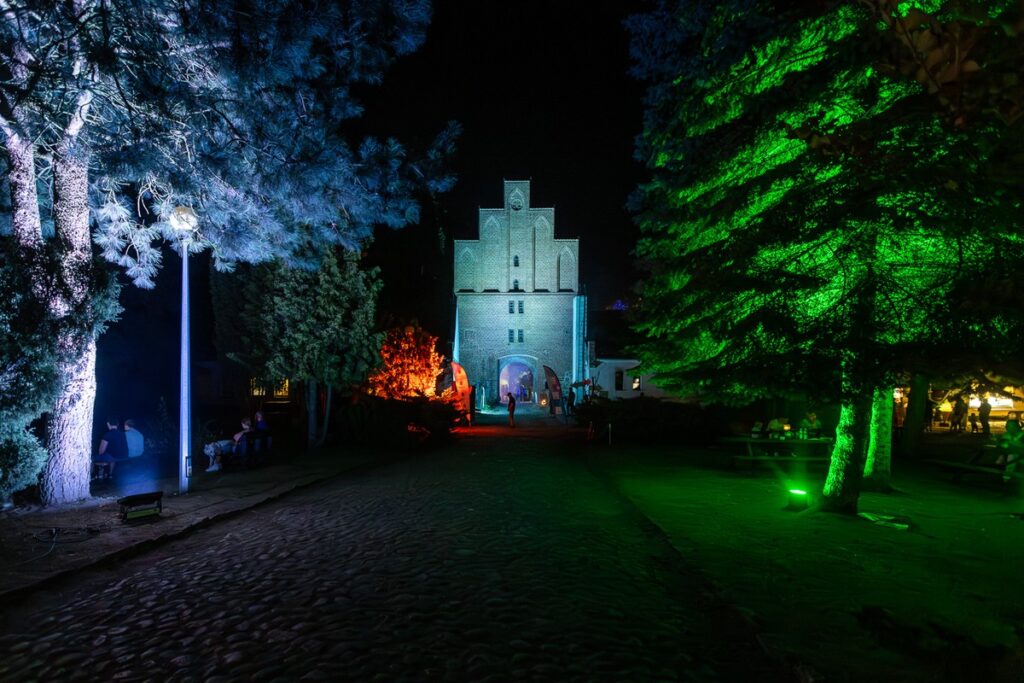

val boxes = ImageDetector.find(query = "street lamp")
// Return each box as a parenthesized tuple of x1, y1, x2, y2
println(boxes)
(169, 206, 198, 494)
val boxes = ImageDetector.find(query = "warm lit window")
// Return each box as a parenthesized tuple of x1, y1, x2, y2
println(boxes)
(517, 329, 524, 343)
(518, 300, 524, 314)
(508, 300, 515, 314)
(614, 370, 624, 391)
(513, 255, 520, 267)
(508, 329, 514, 343)
(632, 376, 641, 391)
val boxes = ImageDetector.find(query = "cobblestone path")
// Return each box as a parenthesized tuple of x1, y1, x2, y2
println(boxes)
(0, 440, 779, 682)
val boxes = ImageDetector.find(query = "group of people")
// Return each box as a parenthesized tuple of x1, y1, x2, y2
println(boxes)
(929, 395, 992, 435)
(203, 411, 270, 473)
(753, 412, 823, 438)
(504, 386, 578, 428)
(92, 418, 145, 480)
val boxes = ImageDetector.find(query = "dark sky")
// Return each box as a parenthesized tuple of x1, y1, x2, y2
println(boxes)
(362, 0, 646, 337)
(97, 1, 646, 421)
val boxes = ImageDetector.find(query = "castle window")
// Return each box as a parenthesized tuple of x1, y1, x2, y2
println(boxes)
(518, 300, 524, 314)
(508, 329, 514, 343)
(513, 279, 520, 291)
(614, 370, 624, 391)
(513, 255, 520, 267)
(508, 300, 515, 314)
(517, 329, 524, 343)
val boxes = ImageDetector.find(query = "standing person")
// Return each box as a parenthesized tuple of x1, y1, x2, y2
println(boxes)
(93, 418, 129, 479)
(950, 395, 967, 433)
(254, 410, 269, 432)
(979, 397, 992, 435)
(124, 419, 145, 458)
(567, 387, 576, 416)
(507, 392, 516, 428)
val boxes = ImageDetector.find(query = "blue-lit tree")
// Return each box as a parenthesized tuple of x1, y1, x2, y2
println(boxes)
(1, 1, 454, 504)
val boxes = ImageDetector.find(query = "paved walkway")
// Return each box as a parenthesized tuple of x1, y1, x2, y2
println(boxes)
(0, 449, 379, 606)
(0, 426, 782, 682)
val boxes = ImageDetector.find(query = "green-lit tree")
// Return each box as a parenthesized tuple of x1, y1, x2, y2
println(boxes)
(215, 249, 383, 447)
(628, 1, 1024, 512)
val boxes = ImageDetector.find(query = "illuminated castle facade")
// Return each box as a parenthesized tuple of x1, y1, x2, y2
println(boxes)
(453, 180, 588, 404)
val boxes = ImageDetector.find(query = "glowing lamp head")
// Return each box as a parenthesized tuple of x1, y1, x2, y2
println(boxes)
(169, 205, 198, 232)
(786, 488, 810, 510)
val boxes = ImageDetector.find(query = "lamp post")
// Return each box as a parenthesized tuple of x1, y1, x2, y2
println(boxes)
(169, 206, 198, 494)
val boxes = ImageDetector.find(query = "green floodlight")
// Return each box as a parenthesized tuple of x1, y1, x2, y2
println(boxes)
(786, 488, 810, 510)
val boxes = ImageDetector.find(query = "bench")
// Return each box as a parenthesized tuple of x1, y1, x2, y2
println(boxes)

> **WORK REQUEST**
Repeat each line of the records exactly. Do not include the pictures.

> **COMPLETED EXERCISE**
val boxes = ImageDetector.find(query = "street lamp")
// Return each box as a parenthesized tuple of x1, y1, x2, y2
println(boxes)
(169, 206, 198, 494)
val boxes = ImageDetector.find(query = "warm lit window")
// Return each box as a parenthesized tuple of x1, y1, x2, y2
println(boxes)
(517, 329, 524, 343)
(518, 300, 524, 314)
(508, 300, 515, 314)
(614, 370, 624, 391)
(513, 255, 520, 267)
(508, 329, 514, 343)
(632, 376, 641, 391)
val boxes = ImageDetector.find(query = "cobblestone path")
// Return each box as a parenthesized tuple of x1, y1, x2, y2
println(boxes)
(0, 440, 779, 682)
val boxes = ImageDetector.find(query = "group of people")
// Return each box as a parenthesized tuple of x1, y1, x2, y2
println(boxes)
(929, 395, 992, 435)
(203, 411, 270, 473)
(753, 412, 823, 438)
(504, 386, 578, 428)
(92, 418, 145, 480)
val boxes = ImageDetector.find(query = "dark sky")
// Return each box as a parenthesized tuple of x1, y1, x2, y2
println(boxes)
(362, 0, 646, 337)
(97, 1, 646, 421)
val boxes = ImageDetector.find(query = "castle window")
// Return each box as a parenthesized tuple of x1, y1, x2, y2
println(boxes)
(518, 300, 524, 314)
(508, 329, 514, 343)
(513, 279, 520, 291)
(614, 370, 624, 391)
(513, 255, 520, 267)
(508, 300, 515, 314)
(517, 329, 524, 343)
val boxes = ImageDetector.find(query = "standing person")
// Return each box as a parenthesized tuple of x1, y1, x2, y2
println(boxes)
(93, 418, 129, 479)
(950, 395, 967, 433)
(254, 410, 269, 432)
(979, 397, 992, 435)
(124, 419, 145, 458)
(567, 387, 576, 416)
(507, 392, 516, 428)
val boxes = ImageDetector.find(query = "blue-lit tree")
// Return each box as a parenthesized tuple of x1, y1, x2, y2
println(boxes)
(1, 1, 454, 504)
val boxes = ImageDetector.find(query = "paved walkway")
// Return each box as a parenthesized tuple of x1, y1, x2, y2
println(boxes)
(0, 449, 379, 606)
(0, 426, 782, 682)
val boxes = ImageDetector.find(query = "green-lit tree")
// Return each box as a parenthesized tuple of x1, y1, x2, y2
println(boxes)
(215, 249, 383, 447)
(628, 1, 1024, 512)
val boxes = ImageDetector.find(query = "illuminated castle facade")
// Return each box as a parenthesized tuple of x1, y1, x2, y2
println(boxes)
(453, 180, 588, 404)
val boxes = ImageDetector.find(query = "glowing lamp head")
// Return each box as a parenthesized tuple of x1, y1, x2, y2
println(boxes)
(169, 205, 198, 232)
(786, 488, 810, 510)
val boxes = ImageDetector.find(query = "lamp post")
// Return each box as a parenthesized tuple of x1, y1, x2, y2
println(boxes)
(169, 206, 198, 494)
val boxes = ImageDetector.find(query = "green floodlight")
// Return each box as a parenthesized tuple of x1, y1, x2, y2
println(boxes)
(786, 488, 810, 510)
val boxes = ImageDetector.find(query = "bench")
// Return each box as a parenthesized tuple of x1, y1, x2, y2
println(boxes)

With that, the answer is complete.